• Task details:
Edit the lines below by changing "region detector" to "object locator" wherever it occurs, and leave all other text as it is.

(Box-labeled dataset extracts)
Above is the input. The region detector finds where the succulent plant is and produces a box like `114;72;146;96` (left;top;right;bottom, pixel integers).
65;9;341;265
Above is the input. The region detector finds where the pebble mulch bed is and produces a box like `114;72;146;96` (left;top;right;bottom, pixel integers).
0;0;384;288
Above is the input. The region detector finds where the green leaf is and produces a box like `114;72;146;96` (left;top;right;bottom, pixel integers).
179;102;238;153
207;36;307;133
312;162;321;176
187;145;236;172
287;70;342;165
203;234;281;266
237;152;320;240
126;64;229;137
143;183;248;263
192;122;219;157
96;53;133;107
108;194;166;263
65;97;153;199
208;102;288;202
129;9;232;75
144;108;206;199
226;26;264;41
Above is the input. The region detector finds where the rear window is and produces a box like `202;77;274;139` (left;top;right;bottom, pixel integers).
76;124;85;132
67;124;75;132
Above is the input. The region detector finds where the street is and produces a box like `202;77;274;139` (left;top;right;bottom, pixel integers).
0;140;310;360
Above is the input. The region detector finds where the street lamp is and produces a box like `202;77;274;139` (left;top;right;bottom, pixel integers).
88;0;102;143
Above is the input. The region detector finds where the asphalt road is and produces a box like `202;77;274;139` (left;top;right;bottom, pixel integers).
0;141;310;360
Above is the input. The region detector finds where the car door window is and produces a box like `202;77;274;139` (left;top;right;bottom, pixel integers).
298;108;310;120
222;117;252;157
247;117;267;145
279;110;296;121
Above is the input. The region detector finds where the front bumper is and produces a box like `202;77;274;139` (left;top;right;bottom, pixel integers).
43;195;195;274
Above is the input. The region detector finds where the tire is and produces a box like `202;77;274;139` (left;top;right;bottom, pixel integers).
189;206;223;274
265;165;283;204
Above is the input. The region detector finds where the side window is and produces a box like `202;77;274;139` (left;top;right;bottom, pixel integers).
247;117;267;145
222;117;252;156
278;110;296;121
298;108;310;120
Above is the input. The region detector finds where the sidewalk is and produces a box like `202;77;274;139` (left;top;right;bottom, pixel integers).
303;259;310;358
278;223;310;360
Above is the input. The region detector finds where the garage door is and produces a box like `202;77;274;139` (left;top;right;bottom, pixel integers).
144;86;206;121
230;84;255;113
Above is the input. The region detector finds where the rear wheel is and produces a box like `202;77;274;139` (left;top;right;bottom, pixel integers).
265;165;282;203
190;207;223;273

• Answer:
Above is the input. The object locator finds where the succulent plant is and produces a box like `114;72;146;96` (left;top;right;bottom, pixel integers).
65;9;341;265
Above is the input. The object locator finds where the pebble mulch bed is and produces a box like `114;72;146;96` (left;top;right;bottom, pixel integers).
0;0;384;288
Above is the input. The object locator finds where the green leaf is and produces a box like `114;72;146;96` (left;top;right;bottom, pixel integers).
179;102;238;153
207;36;307;133
312;162;321;176
187;145;236;172
287;70;342;165
203;234;281;266
237;152;320;240
126;64;229;137
143;183;248;263
192;122;219;157
96;53;133;107
108;194;166;263
65;97;153;199
208;102;288;202
129;9;232;75
144;108;206;199
226;26;264;41
Above is the input. The object locator finds where the rear window is and produces a box like `202;77;274;139` (left;top;right;bottom, pixel integers).
76;124;85;132
67;124;75;132
Above is the input. The object locator finds where the street is and produces a box like `202;77;274;139` (left;top;right;bottom, pixel integers).
0;140;310;360
Above is the input. The object locator finds where the street lamp is and produces a box like `202;77;274;139` (left;top;right;bottom, pixel integers).
88;0;102;143
Above is the input. The object locator finds where the asphalt road is and produces a box like `202;77;274;139` (left;top;right;bottom, pixel integers).
0;141;310;360
Above is the input. The object locator finds where the car door window is and produces a box like `202;77;274;139` (left;top;right;bottom, pixel integers).
298;108;310;120
222;117;252;157
247;117;267;145
279;110;296;121
Above is the input. The object locator finds where the front bumper is and produces a box like `202;77;274;139` (left;top;right;bottom, pixel integers).
43;195;195;274
Above is the input. The object locator finds where the tire is and produces a box like `202;77;274;139` (left;top;right;bottom, pixel integers).
189;206;223;274
265;165;283;204
Above is the input. The object locator finds where the side window is and produces a box like `202;77;274;139` (left;top;right;bottom, pixel integers).
247;117;267;145
222;117;252;156
278;110;296;121
298;108;310;120
Above is the input. The object locator finds where the sidewalk is and produces a box like `202;77;274;139` (left;top;right;bottom, pixel integers).
303;259;310;358
278;223;310;360
Above is the input. The object locator finds where the garage door is and produces a box like `202;77;274;139` (left;top;right;bottom, pixel integers).
144;86;206;121
230;84;255;113
Above is the input. The object locator finds where the rear wheel is and produces a box like `202;77;274;139` (left;top;right;bottom, pixel integers).
265;165;282;203
190;207;223;273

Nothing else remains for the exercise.